**Problem to solve**
Write out the entries exactly. None of the pictures should appear in the copy.

**Available records**

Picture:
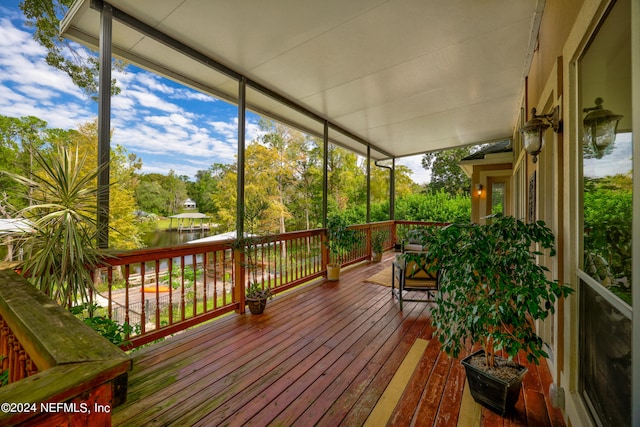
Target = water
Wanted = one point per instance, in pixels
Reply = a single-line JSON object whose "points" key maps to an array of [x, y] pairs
{"points": [[164, 239]]}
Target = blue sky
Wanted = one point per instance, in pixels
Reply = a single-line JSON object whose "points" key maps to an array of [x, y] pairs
{"points": [[169, 126]]}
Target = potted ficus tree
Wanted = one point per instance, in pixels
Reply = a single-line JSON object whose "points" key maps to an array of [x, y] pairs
{"points": [[340, 239], [492, 290]]}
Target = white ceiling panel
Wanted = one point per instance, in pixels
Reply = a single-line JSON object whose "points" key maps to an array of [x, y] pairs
{"points": [[404, 76]]}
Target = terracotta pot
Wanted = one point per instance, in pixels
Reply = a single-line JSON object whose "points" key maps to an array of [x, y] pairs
{"points": [[256, 306], [333, 272]]}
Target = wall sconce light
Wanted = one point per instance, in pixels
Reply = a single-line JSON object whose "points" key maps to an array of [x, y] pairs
{"points": [[600, 127], [533, 130]]}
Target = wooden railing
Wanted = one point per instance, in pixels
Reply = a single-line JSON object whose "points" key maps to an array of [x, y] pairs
{"points": [[61, 372], [162, 291]]}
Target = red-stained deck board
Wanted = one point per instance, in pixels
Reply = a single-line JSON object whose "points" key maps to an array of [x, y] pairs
{"points": [[319, 356], [416, 325]]}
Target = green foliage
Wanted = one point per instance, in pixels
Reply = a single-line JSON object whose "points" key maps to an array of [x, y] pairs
{"points": [[608, 214], [340, 238], [492, 290], [255, 291], [378, 237], [81, 65], [446, 174], [161, 194], [439, 207], [108, 328], [60, 252]]}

**Result of the task**
Picture:
Target = water
Wanted = one point per instance, in pixels
Reply = a single-line JSON object whose "points" key maps to an array of [x, y] pairs
{"points": [[164, 239]]}
Target = blue sky
Wanted = one point per instance, in pixels
Reply = a single-line JSON object whose "points" key maps to an array of [x, y] pairs
{"points": [[169, 126]]}
Target = potted ficus tree
Wanted = one point per instance, in pixels
Reply = a single-line JSON object whose "points" key maps to an array of [x, y] pairs
{"points": [[340, 239], [492, 290]]}
Target = white ceiling panel
Wanted = one point per instance, in pixels
Reply = a single-line JSON object whose "points" key maps to an array of [x, y] pairs
{"points": [[404, 76]]}
Target = terracotta pot
Wanted = one point per instance, in pixels
Reply = a single-line JSON object whose "points" key maps to an array of [x, y] pairs
{"points": [[256, 306], [333, 272]]}
Target = wall sconce light
Wanted = one point per instance, in pixels
Reply = a single-line JSON object whose "points" key maps to an array of [x, y] pairs
{"points": [[600, 127], [533, 130]]}
Target = wooden railing
Wanted = one point per instance, in pixels
Reply = a single-line JSON object whose "points" key maps to an array of [x, y] pairs
{"points": [[61, 372], [162, 291]]}
Target = red-stained deck board
Wanted = one point per instance, in pixels
Reply = a single-line JSON object whose "points" key maps to an array of [x, y] pairs
{"points": [[319, 356], [416, 325]]}
Target = green foliage
Wanted = one point per instance, in pixels
Reply = a single-line JSON object whose "points" key maps to an array of [x, y] pairs
{"points": [[608, 214], [340, 238], [492, 290], [255, 291], [378, 237], [81, 65], [446, 174], [161, 194], [439, 207], [108, 328], [60, 252]]}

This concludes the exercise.